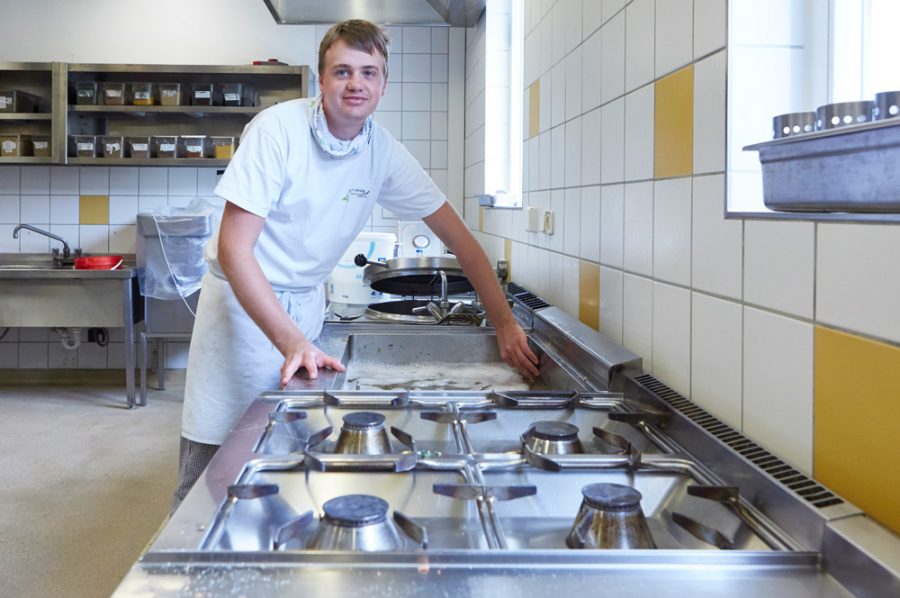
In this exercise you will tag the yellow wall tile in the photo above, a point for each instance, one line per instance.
(673, 124)
(589, 294)
(856, 448)
(534, 108)
(93, 209)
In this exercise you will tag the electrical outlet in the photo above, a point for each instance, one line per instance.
(532, 220)
(547, 222)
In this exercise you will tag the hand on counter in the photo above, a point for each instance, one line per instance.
(514, 349)
(308, 356)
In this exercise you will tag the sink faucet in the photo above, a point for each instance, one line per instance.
(66, 251)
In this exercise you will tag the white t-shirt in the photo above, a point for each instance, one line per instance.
(314, 204)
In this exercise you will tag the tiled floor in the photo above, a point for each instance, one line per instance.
(85, 485)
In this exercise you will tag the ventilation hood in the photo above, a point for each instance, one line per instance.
(454, 13)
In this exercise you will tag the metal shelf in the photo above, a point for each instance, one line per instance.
(144, 110)
(24, 160)
(26, 116)
(147, 161)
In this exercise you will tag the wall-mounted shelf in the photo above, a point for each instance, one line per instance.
(60, 116)
(846, 173)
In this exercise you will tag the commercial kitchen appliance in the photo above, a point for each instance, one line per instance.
(593, 477)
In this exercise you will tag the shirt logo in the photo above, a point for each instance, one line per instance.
(355, 193)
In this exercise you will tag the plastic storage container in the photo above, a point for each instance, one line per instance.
(40, 145)
(84, 146)
(195, 146)
(170, 260)
(13, 146)
(165, 146)
(137, 147)
(112, 94)
(223, 147)
(86, 93)
(345, 285)
(14, 100)
(204, 94)
(238, 94)
(111, 146)
(142, 94)
(170, 94)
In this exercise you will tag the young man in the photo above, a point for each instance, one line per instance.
(300, 188)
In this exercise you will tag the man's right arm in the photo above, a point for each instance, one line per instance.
(238, 234)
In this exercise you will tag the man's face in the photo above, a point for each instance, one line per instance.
(352, 84)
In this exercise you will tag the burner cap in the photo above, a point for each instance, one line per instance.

----

> TO DO
Could you copy out every line from the one containing "In this exercise you will tag the man's face" down to the last line of the items, with no changes?

> TASK ANSWER
In this exercise you will tag the man's face in the photo above, a point for each instance, one line per instance.
(352, 84)
In this exercise you will tag the burner cap in the photo above, a point for each instance, one line per instance.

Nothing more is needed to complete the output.